++++ INPUT RECORDS ++++

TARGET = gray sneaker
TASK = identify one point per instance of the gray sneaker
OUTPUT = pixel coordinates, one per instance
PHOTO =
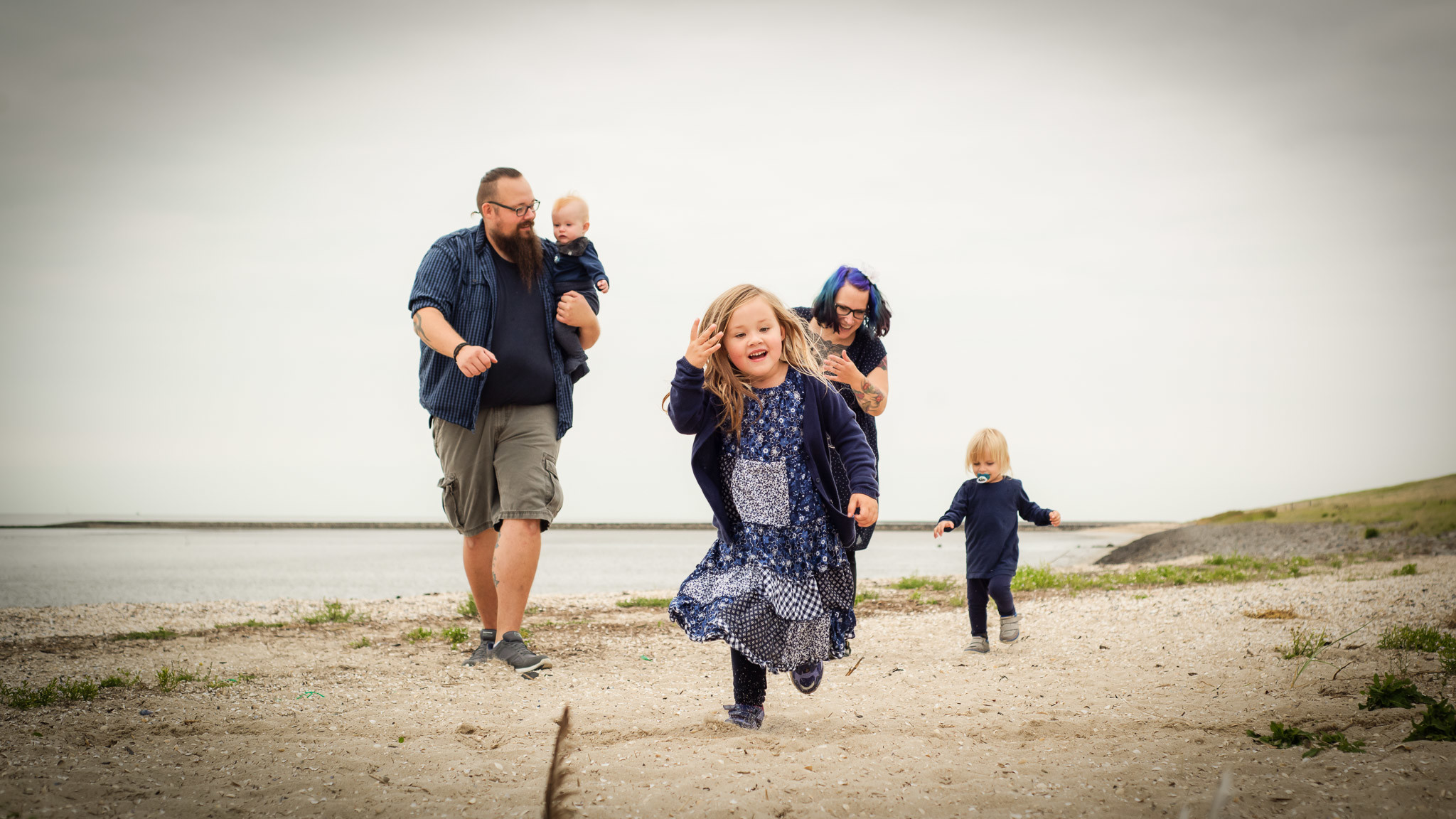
(513, 651)
(1011, 628)
(487, 652)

++++

(CHALLENGE):
Rewrite the records above with every "gray sneaker" changed to "gray shoe" and nothing else altered. Omit the pictures from your answer.

(ANSWER TO THE EXERCISE):
TARGET = gray shoe
TASK = identify one point per instance of the gray shoe
OUTPUT = pixel coordinates, one per instance
PHOTO =
(513, 651)
(1011, 628)
(487, 652)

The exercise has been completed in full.